*JOB*. Copy out the lines from the very first one through the line containing "box: [100, 188, 142, 206]", with both of those included, and change nothing in them.

*PROVIDED RECORDS*.
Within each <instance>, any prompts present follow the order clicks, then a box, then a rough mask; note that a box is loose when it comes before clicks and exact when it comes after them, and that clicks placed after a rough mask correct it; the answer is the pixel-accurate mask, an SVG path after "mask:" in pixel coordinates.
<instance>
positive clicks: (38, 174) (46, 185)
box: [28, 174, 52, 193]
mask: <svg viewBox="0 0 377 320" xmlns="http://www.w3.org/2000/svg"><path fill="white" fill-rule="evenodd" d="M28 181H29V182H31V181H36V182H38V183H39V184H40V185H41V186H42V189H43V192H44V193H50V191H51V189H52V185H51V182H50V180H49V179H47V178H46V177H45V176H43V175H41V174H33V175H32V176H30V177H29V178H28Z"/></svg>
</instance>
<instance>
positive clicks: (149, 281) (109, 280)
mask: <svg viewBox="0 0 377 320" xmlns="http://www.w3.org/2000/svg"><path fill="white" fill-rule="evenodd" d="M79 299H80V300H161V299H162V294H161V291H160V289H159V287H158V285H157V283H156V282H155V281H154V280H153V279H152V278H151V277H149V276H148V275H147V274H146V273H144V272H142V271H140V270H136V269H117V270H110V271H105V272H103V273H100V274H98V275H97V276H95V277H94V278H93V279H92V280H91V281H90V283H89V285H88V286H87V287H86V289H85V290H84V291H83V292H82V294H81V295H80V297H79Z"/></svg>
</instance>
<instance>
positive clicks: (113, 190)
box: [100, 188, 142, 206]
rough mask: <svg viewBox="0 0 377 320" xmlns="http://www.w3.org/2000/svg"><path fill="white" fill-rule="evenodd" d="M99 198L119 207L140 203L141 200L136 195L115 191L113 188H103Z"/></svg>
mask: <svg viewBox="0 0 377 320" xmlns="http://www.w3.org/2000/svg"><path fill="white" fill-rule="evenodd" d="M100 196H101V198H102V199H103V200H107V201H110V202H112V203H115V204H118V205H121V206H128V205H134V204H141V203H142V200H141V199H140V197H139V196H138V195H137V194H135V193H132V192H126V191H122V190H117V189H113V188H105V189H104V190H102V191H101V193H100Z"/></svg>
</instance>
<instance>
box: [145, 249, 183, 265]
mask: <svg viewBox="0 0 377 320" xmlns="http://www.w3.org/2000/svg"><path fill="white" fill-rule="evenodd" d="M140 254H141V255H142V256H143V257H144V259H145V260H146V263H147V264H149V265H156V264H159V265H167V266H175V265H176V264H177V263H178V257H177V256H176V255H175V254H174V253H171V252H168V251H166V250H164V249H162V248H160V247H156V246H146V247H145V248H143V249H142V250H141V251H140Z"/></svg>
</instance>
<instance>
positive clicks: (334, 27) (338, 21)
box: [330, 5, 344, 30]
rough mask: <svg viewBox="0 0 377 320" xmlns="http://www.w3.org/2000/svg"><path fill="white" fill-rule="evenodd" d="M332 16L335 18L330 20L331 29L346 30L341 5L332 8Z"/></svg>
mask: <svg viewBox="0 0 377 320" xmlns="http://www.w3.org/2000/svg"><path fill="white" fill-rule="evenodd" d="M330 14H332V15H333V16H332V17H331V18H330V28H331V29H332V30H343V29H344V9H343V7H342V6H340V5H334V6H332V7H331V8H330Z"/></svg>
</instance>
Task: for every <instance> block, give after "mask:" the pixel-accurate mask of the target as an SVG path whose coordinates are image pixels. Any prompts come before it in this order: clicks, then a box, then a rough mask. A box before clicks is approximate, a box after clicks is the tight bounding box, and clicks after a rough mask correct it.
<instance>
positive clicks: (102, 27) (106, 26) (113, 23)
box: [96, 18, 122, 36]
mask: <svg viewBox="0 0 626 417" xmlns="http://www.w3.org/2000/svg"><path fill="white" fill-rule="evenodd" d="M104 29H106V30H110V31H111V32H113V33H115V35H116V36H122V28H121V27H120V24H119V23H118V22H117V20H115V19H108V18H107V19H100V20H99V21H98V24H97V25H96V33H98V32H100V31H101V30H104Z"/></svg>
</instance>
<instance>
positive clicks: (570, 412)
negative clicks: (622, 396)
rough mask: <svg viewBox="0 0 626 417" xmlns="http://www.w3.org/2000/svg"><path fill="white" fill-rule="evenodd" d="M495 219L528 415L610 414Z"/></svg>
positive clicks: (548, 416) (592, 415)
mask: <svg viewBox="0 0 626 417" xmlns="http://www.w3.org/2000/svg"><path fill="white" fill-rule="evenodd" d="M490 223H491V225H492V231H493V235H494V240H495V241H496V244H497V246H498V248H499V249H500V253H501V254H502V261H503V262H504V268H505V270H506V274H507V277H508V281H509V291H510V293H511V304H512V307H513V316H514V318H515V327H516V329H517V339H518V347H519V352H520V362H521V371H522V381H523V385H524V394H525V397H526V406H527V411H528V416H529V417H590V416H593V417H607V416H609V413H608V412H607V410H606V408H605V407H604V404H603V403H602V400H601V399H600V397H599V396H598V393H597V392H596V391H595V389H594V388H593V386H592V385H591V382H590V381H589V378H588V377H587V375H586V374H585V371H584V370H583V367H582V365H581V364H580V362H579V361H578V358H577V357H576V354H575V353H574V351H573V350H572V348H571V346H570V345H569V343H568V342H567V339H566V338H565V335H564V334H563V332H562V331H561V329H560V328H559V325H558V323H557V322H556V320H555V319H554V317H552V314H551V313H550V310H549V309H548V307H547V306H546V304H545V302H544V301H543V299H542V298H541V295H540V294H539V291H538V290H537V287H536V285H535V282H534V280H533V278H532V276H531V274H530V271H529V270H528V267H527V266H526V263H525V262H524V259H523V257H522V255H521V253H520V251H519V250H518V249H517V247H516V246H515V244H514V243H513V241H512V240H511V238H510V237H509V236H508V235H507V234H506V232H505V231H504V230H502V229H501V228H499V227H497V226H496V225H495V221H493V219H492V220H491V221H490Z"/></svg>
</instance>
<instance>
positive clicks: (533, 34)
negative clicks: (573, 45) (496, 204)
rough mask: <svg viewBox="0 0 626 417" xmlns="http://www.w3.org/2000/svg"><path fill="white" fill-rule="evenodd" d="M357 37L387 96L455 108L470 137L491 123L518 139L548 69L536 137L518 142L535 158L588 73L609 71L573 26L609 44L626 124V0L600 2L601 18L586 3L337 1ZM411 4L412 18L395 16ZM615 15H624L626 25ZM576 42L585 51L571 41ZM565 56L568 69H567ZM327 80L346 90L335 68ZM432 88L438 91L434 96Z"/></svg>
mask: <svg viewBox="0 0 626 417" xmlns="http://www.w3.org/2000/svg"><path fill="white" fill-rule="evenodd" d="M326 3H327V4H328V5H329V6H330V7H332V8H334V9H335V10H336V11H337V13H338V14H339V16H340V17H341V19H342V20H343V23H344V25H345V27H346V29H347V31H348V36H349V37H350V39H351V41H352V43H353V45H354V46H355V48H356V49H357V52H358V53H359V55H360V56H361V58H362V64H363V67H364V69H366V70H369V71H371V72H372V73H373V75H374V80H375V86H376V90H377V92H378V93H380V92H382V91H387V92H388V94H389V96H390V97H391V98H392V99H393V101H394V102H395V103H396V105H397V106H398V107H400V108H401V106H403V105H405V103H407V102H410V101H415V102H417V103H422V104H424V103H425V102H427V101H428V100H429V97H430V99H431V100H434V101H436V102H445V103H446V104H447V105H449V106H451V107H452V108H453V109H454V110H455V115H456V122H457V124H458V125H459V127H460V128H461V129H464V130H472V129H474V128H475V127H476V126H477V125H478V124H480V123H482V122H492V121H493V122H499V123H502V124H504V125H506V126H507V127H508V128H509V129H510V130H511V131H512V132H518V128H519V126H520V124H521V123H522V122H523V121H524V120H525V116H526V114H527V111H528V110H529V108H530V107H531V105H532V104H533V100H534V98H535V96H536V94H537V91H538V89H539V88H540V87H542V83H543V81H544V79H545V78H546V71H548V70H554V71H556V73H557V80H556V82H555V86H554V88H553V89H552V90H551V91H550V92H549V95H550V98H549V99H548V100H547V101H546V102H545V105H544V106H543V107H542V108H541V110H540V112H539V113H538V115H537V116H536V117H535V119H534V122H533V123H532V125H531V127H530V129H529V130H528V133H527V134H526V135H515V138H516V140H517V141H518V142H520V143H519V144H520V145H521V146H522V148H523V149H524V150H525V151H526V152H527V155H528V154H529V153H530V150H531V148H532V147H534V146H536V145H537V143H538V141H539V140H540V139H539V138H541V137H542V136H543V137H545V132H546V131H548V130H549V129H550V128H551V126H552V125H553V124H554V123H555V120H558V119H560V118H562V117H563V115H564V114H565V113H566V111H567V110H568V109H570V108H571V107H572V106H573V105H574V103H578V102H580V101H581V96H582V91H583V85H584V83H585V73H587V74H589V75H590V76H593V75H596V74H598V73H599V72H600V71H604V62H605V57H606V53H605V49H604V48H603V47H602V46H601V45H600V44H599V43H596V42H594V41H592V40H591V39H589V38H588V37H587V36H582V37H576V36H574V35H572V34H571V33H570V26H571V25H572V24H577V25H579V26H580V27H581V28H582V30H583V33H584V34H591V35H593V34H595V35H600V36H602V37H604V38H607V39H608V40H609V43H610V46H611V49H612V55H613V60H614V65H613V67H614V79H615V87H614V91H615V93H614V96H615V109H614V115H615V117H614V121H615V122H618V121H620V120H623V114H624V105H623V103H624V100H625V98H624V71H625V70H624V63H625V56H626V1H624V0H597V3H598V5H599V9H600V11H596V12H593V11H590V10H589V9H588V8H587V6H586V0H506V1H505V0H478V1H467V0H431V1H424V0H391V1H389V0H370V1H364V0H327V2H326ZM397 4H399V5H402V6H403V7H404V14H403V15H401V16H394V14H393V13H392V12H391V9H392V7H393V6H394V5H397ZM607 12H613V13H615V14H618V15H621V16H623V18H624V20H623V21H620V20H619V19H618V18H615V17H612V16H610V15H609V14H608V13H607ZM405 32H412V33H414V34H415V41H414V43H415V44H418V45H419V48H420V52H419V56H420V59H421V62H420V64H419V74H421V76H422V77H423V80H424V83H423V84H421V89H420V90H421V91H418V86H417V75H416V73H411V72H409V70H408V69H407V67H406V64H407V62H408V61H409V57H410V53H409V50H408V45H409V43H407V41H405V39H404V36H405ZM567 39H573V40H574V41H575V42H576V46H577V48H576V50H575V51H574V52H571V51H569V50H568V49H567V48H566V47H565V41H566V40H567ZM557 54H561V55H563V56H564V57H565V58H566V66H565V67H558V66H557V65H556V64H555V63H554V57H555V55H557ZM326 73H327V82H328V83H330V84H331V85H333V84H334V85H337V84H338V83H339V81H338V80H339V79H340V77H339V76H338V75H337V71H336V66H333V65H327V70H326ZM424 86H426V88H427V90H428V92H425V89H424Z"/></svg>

*RESULT FOR THIS EXERCISE*.
Within each <instance>, any prompts present follow the order clicks, then a box, then a rough mask; note that a box is loose when it comes before clicks and exact when it comes after them, and that clicks placed after a rough mask correct it; the answer is the pixel-accurate mask, an SVG path after "mask:" in pixel coordinates.
<instance>
positive clicks: (38, 174) (46, 185)
box: [28, 174, 52, 193]
mask: <svg viewBox="0 0 377 320" xmlns="http://www.w3.org/2000/svg"><path fill="white" fill-rule="evenodd" d="M28 181H29V182H31V181H36V182H38V183H39V184H40V185H41V186H42V189H43V192H44V193H50V191H51V189H52V185H51V182H50V180H49V179H47V178H46V177H45V176H43V175H41V174H33V175H32V176H30V177H29V178H28Z"/></svg>
</instance>
<instance>
positive clicks: (149, 281) (109, 280)
mask: <svg viewBox="0 0 377 320" xmlns="http://www.w3.org/2000/svg"><path fill="white" fill-rule="evenodd" d="M79 299H80V300H161V299H162V294H161V291H160V289H159V287H158V285H157V283H156V282H155V281H154V280H153V279H152V278H151V277H149V276H148V275H147V274H146V273H144V272H142V271H140V270H136V269H117V270H110V271H105V272H103V273H100V274H98V275H97V276H95V277H94V278H93V279H92V280H91V281H90V283H89V285H88V286H87V287H86V289H85V290H84V291H83V292H82V294H81V295H80V297H79Z"/></svg>
</instance>
<instance>
positive clicks: (113, 190)
box: [100, 188, 142, 206]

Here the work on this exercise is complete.